Filter the lines below, keeping every line that contains the string "wooden". Case counts.

***** DATA TO USE

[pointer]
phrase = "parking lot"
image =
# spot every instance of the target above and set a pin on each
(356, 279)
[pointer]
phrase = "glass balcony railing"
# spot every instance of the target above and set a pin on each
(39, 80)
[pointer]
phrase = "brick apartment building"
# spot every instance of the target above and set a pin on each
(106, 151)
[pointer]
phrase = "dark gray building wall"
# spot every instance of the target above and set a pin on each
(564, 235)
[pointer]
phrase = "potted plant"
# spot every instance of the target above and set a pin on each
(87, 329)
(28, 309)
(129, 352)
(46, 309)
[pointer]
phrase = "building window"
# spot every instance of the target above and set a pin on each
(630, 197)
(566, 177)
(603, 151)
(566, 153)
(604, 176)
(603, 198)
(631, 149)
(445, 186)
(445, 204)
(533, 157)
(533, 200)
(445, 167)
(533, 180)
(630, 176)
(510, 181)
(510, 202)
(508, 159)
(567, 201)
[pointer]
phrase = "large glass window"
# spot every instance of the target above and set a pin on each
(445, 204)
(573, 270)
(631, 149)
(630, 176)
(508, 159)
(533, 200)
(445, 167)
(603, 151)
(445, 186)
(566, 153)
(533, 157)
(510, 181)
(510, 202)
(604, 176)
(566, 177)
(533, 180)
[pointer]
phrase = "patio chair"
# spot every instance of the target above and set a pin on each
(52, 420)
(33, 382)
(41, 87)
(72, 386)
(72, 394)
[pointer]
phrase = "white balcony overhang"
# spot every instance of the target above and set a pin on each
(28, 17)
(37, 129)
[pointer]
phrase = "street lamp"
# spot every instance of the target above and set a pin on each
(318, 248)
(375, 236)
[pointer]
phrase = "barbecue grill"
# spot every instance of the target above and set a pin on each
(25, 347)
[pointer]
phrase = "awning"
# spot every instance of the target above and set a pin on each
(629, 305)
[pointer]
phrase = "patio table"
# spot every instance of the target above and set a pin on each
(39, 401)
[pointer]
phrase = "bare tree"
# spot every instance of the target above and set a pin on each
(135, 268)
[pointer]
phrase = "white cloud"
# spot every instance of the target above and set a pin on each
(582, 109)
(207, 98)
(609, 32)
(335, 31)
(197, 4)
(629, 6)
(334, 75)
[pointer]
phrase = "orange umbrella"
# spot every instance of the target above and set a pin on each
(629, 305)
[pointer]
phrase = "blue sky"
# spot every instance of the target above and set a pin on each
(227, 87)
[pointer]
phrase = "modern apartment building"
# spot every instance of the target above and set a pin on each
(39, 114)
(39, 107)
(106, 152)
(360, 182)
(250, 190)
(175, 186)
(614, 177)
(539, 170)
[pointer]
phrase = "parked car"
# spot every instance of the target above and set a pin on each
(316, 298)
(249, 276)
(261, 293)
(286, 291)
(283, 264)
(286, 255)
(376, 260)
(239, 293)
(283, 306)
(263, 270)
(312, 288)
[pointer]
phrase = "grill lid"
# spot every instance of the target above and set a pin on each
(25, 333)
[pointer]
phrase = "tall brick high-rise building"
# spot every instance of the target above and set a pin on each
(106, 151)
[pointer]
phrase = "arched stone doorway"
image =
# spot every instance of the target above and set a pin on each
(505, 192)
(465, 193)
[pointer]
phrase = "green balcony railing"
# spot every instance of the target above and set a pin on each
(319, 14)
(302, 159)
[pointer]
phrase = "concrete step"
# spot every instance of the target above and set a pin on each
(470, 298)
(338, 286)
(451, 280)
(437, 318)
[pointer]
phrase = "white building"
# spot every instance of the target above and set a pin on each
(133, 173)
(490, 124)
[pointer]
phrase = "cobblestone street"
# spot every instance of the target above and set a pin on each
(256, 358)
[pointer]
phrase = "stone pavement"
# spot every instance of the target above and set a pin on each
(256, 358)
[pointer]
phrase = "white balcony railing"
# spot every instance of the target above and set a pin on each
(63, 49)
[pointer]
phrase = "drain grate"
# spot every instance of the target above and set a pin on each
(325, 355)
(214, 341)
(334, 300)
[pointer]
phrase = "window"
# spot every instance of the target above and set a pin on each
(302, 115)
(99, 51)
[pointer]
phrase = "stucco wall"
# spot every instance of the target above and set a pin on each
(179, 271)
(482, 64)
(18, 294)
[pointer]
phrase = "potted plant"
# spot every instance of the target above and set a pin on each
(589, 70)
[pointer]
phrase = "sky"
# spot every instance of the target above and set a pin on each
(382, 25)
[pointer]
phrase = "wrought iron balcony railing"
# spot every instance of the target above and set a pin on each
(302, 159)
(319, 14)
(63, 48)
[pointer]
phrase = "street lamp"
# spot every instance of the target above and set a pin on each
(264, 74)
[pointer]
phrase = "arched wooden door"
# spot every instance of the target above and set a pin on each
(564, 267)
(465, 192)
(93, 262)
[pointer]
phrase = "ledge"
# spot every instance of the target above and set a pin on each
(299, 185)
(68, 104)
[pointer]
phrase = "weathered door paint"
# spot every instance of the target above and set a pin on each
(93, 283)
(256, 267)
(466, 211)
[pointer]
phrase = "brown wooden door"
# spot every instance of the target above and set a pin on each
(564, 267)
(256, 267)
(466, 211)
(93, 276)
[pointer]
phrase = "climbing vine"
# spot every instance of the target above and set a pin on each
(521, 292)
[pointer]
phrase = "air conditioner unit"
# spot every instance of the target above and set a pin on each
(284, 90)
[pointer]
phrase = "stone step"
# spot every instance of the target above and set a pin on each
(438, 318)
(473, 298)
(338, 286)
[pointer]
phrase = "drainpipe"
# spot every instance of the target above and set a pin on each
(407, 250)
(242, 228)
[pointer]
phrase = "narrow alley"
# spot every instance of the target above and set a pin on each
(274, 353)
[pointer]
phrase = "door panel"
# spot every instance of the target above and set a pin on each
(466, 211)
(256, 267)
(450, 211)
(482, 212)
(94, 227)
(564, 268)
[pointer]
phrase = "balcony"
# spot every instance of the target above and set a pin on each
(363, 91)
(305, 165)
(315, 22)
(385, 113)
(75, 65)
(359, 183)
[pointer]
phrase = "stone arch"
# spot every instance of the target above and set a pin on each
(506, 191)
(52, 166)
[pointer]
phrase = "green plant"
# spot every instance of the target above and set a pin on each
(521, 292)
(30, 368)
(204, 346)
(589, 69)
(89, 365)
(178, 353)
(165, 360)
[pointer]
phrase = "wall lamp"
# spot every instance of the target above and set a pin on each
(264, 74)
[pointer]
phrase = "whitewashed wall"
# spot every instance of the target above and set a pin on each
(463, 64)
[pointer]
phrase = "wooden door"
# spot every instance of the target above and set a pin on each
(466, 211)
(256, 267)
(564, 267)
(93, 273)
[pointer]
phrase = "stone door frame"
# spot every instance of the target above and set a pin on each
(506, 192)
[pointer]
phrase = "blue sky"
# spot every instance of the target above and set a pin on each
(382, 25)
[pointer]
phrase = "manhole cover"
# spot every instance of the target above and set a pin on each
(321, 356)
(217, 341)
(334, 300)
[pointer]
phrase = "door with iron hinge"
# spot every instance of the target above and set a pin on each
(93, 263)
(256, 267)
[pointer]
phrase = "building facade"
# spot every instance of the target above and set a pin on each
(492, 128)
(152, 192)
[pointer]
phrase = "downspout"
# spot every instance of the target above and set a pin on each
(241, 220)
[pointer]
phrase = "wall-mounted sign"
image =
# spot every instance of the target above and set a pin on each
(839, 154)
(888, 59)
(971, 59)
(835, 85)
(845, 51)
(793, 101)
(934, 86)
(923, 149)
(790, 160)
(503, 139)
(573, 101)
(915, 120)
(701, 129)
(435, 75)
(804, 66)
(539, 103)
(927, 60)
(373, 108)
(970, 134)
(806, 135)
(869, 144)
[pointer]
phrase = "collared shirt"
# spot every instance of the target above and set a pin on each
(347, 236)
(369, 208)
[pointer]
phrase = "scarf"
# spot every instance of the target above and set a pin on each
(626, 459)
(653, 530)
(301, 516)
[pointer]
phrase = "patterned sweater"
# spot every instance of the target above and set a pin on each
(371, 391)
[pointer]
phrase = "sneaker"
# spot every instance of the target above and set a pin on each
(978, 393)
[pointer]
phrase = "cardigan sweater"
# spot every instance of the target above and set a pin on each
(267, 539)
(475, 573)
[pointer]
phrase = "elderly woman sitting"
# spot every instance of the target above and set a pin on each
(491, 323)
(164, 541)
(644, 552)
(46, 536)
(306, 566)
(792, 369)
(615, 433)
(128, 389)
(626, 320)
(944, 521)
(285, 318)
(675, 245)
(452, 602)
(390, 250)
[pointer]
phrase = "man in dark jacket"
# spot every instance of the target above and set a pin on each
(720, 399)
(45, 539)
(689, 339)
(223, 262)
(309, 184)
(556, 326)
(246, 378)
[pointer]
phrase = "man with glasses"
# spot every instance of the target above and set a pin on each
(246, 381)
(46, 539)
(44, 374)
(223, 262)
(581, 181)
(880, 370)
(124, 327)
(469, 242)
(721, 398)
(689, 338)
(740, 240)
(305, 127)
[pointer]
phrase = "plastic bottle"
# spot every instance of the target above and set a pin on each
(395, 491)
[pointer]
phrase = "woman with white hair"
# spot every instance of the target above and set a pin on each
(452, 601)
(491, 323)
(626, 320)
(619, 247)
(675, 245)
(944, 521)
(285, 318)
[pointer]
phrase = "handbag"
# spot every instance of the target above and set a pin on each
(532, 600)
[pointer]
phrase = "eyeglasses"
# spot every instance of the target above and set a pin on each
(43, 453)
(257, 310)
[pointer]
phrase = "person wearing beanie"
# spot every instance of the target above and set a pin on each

**********

→ RESULT BELOW:
phrase = "arched wooden door"
phrase = "brown wooden door"
phrase = "wooden door"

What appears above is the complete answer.